## Short problem
Each record below is to be reproduced without any change.

==================================================

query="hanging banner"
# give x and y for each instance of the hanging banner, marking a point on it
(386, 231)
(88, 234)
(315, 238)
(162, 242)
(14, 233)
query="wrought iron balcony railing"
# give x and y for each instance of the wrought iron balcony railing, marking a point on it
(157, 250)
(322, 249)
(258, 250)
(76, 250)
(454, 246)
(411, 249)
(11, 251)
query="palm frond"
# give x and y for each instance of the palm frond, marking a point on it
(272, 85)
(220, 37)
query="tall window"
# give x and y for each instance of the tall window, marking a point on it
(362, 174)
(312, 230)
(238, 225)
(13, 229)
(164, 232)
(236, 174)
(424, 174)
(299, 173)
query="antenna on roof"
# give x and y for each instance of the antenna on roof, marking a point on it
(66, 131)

==================================================

## Exercise response
query="hanging banner"
# give x and y for each instance of the hanging banner, marking a point on it
(386, 231)
(88, 234)
(315, 238)
(162, 242)
(14, 233)
query="wrought iron balcony railing"
# give x and y for each instance of the wrought iron balcony railing, marking a point on it
(157, 250)
(322, 249)
(258, 250)
(76, 250)
(454, 246)
(411, 249)
(11, 251)
query="palm frond"
# give x and y for each instance of the palm frond, marking a point on it
(272, 85)
(220, 37)
query="tall window"
# give x and y for each instance of the tall window, marking a point on it
(362, 174)
(312, 230)
(238, 225)
(13, 229)
(164, 232)
(236, 174)
(424, 174)
(299, 173)
query="antenna on roof"
# give x and y for each instance of the antenna on roof, marking a point on it
(66, 131)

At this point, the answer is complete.